# EXERCISE INPUTS

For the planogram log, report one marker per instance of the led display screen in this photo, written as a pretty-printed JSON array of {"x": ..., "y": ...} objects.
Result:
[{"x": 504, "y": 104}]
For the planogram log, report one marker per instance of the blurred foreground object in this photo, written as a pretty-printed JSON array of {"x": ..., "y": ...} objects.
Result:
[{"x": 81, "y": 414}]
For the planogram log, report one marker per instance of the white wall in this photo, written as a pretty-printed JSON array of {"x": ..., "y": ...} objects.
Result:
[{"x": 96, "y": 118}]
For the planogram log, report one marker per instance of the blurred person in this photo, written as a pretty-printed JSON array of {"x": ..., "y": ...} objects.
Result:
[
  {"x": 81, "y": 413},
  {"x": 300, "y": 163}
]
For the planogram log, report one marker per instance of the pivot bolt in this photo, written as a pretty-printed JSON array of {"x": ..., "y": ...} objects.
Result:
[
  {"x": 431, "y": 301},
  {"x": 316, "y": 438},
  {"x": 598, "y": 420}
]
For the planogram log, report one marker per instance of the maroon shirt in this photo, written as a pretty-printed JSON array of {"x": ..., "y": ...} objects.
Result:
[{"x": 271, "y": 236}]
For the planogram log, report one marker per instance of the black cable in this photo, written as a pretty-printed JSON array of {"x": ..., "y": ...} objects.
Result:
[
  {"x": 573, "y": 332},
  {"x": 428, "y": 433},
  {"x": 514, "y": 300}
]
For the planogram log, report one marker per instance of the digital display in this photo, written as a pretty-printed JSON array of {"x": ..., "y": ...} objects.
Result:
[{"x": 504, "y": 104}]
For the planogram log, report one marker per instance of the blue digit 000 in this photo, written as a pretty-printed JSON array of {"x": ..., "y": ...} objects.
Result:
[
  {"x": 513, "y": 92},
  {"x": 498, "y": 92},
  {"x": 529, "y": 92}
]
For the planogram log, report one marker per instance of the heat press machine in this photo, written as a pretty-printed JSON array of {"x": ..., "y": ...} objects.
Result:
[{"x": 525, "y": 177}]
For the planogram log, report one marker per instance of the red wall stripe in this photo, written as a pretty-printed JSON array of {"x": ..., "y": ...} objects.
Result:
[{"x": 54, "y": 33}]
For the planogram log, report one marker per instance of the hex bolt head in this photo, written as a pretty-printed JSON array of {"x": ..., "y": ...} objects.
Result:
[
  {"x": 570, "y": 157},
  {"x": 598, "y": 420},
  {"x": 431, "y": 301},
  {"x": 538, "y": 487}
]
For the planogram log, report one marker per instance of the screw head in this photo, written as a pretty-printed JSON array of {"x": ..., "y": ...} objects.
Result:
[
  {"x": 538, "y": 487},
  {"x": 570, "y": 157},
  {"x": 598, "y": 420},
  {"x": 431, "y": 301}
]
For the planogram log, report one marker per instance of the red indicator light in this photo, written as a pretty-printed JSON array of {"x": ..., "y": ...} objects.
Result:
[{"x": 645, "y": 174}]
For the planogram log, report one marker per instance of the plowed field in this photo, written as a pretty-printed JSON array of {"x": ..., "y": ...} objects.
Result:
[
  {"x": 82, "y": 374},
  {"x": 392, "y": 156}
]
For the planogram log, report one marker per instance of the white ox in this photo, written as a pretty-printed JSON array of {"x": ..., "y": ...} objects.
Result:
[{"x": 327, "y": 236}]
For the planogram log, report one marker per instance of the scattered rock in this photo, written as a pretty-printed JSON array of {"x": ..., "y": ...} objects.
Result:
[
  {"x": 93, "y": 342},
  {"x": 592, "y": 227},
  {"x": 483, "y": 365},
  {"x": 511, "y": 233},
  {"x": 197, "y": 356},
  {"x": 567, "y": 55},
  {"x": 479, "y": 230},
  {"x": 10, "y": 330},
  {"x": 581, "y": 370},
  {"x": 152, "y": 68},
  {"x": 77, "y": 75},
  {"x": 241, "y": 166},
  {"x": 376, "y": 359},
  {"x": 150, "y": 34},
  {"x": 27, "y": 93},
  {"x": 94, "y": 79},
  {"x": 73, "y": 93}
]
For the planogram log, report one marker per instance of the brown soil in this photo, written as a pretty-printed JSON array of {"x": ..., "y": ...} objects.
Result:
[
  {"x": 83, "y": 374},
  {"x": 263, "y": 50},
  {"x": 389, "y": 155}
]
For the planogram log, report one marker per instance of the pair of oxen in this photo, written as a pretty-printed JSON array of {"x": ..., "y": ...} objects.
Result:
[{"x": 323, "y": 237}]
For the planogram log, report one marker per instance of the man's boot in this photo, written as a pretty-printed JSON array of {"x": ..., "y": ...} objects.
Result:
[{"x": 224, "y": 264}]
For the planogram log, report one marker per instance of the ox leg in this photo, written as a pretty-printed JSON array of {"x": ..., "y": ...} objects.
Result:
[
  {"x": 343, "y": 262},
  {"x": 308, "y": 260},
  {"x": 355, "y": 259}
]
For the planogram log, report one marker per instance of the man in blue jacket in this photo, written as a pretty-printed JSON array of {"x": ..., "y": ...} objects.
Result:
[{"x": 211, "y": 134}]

# WORK TO DO
Reproduce the listing above with each occurrence of "planogram log" replaced by "shelf audit". Leave every other character unchanged.

# COMPLETE RESPONSE
For the shelf audit, report one marker per instance of the led display screen in this photo, written as a pretty-printed JSON array of {"x": ..., "y": ...} objects.
Result:
[{"x": 504, "y": 104}]
For the shelf audit, report one marker per instance of the blurred foreground object in this photo, written as a pretty-printed JSON array of {"x": ..., "y": ...} objects.
Result:
[{"x": 81, "y": 414}]
For the shelf audit, report one marker per instance of the white wall in this photo, written as a pretty-printed JSON array of {"x": ..., "y": ...} objects.
Result:
[{"x": 96, "y": 118}]
For the shelf audit, report one marker per instance of the blurred person in this photo, written as a pretty-printed JSON array of {"x": ..., "y": ...} objects.
Result:
[
  {"x": 81, "y": 413},
  {"x": 300, "y": 163}
]
For the shelf audit, report one marker per instance of the pivot bolt in this photo, written as a pretty-printed JSON array of {"x": ..., "y": ...} objects.
Result:
[
  {"x": 431, "y": 301},
  {"x": 316, "y": 438},
  {"x": 598, "y": 420}
]
For the shelf audit, report one marker per instance of the maroon shirt in this photo, written as a pretty-printed JSON array of {"x": ..., "y": ...} objects.
Result:
[{"x": 271, "y": 236}]
For the shelf audit, report one marker per instance of the black cable in this photo, written as a pretty-printed JSON array of {"x": ..., "y": ...} objects.
Result:
[
  {"x": 573, "y": 332},
  {"x": 428, "y": 433},
  {"x": 514, "y": 300}
]
For the shelf audit, report one marker per instance of the digital display in this photo, written as a pretty-printed JSON array of {"x": ..., "y": ...} objects.
Result:
[{"x": 504, "y": 104}]
For the shelf audit, report one marker per instance of the blue digit 000 in this photo, written as a pretty-printed JSON array of {"x": ..., "y": ...} objects.
Result:
[
  {"x": 513, "y": 92},
  {"x": 498, "y": 92},
  {"x": 529, "y": 92}
]
For the shelf audit, report one marker per instance of the heat press machine in this photo, written as a pretty-printed JSON array of {"x": ..., "y": ...} objects.
Result:
[{"x": 525, "y": 177}]
For the shelf audit, report one marker per instance of the red wall stripe in this photo, written as a pretty-printed JSON array of {"x": ..., "y": ...} objects.
Result:
[{"x": 54, "y": 33}]
For the shelf audit, report one marker per instance of the hex bolt head in this photo, written as a pretty-printed JSON array of {"x": ..., "y": ...} objects.
Result:
[
  {"x": 570, "y": 157},
  {"x": 598, "y": 420},
  {"x": 431, "y": 301},
  {"x": 538, "y": 487}
]
For the shelf audit, report one marker per instance of the screw head in this photo, written as a pretty-printed JSON array of {"x": ..., "y": ...} objects.
Result:
[
  {"x": 538, "y": 487},
  {"x": 570, "y": 157},
  {"x": 598, "y": 420},
  {"x": 431, "y": 301}
]
For the shelf audit, report one marker per instance of the red indicator light in this photo, written as a pretty-printed JSON array of {"x": ..., "y": ...} objects.
Result:
[{"x": 645, "y": 174}]
For the shelf audit, report one marker per instance of the plowed field in this photo, written as a pretty-printed JSON array of {"x": ..., "y": ...} objects.
Result:
[
  {"x": 82, "y": 374},
  {"x": 392, "y": 156}
]
For the shelf audit, report one marker per instance of the white ox in this photo, written as a pretty-printed JSON array of {"x": ..., "y": ...} objects.
Result:
[{"x": 327, "y": 236}]
For the shelf audit, report one marker per instance of the scattered rock in this photo, written as a pretty-printed JSON array of {"x": ..., "y": ...} objects.
Result:
[
  {"x": 93, "y": 342},
  {"x": 592, "y": 227},
  {"x": 483, "y": 365},
  {"x": 511, "y": 233},
  {"x": 197, "y": 356},
  {"x": 567, "y": 55},
  {"x": 479, "y": 230},
  {"x": 10, "y": 330},
  {"x": 581, "y": 370},
  {"x": 152, "y": 68},
  {"x": 77, "y": 75},
  {"x": 241, "y": 166},
  {"x": 376, "y": 359},
  {"x": 150, "y": 34},
  {"x": 27, "y": 93},
  {"x": 94, "y": 79},
  {"x": 73, "y": 93}
]
For the shelf audit, report one marker per instance of the brown soil in this photo, written as a pretty-printed JSON array of {"x": ..., "y": ...} objects.
Result:
[
  {"x": 83, "y": 374},
  {"x": 263, "y": 50},
  {"x": 389, "y": 155}
]
For the shelf audit, report one marker per instance of the pair of oxen in this photo, written as a pretty-printed JSON array of {"x": ..., "y": ...} objects.
Result:
[{"x": 323, "y": 237}]
For the shelf audit, report one marker per instance of the man's boot in this photo, written as a pretty-printed JSON array of {"x": ..., "y": ...} objects.
Result:
[{"x": 224, "y": 264}]
For the shelf audit, report one marker per instance of the ox leg in this photo, written as a pretty-printed JSON array of {"x": ..., "y": ...} objects.
Result:
[
  {"x": 343, "y": 262},
  {"x": 308, "y": 260},
  {"x": 355, "y": 259}
]
For the shelf audit, report one marker per instance of the man in blue jacket in this photo, written as a pretty-printed JSON array of {"x": ..., "y": ...} objects.
Result:
[{"x": 211, "y": 134}]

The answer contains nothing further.